** START Items **
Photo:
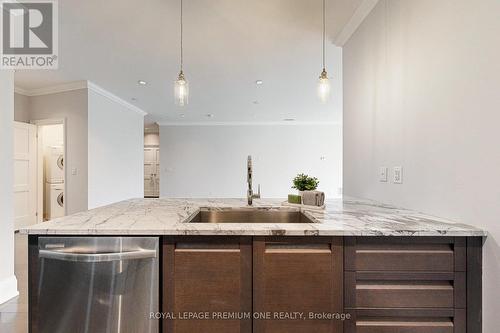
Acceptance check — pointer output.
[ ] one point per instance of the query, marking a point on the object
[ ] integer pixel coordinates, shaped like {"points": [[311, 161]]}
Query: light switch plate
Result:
{"points": [[382, 176], [398, 175]]}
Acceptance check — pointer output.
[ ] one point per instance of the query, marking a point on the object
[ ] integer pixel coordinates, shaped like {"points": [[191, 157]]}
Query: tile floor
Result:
{"points": [[14, 313]]}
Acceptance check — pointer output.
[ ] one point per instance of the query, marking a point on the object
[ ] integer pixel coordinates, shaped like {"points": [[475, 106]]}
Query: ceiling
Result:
{"points": [[228, 45]]}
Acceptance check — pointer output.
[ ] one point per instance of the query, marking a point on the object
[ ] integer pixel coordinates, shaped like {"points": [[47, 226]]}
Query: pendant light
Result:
{"points": [[181, 84], [324, 83]]}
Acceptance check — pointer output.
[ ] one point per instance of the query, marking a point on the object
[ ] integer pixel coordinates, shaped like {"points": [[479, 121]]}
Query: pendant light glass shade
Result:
{"points": [[324, 83], [181, 86], [323, 87], [181, 90]]}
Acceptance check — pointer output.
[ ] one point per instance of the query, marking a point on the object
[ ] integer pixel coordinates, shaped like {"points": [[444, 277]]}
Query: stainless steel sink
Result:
{"points": [[250, 215]]}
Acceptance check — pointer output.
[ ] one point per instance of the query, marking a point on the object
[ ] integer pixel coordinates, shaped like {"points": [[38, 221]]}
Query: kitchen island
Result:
{"points": [[357, 266]]}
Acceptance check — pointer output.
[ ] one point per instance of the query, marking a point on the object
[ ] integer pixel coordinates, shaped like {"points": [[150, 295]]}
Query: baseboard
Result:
{"points": [[8, 288]]}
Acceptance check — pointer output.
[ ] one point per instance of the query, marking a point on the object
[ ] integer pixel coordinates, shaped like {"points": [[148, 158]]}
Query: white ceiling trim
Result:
{"points": [[52, 89], [357, 18], [103, 92], [76, 86], [244, 123]]}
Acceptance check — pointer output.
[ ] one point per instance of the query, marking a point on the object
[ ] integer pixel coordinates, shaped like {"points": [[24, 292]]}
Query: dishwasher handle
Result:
{"points": [[97, 257]]}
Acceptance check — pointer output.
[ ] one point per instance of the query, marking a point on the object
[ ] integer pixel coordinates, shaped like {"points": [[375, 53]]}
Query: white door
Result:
{"points": [[24, 174], [151, 172]]}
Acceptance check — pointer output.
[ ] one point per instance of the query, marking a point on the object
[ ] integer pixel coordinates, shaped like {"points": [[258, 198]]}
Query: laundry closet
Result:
{"points": [[51, 151]]}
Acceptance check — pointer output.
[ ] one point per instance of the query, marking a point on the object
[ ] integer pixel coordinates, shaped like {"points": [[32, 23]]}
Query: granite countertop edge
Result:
{"points": [[341, 217]]}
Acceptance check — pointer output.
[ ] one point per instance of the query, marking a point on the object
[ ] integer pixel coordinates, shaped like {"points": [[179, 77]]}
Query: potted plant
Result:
{"points": [[303, 182]]}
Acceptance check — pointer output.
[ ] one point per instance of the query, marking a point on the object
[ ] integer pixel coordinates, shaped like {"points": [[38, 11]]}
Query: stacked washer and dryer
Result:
{"points": [[54, 182]]}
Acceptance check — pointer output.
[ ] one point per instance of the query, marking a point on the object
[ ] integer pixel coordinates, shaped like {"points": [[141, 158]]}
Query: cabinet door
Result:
** END Items **
Job.
Pick out every line of the items above that contains the word "white", and copy each one.

Expected answer.
Query: white ceiling trim
Query: white door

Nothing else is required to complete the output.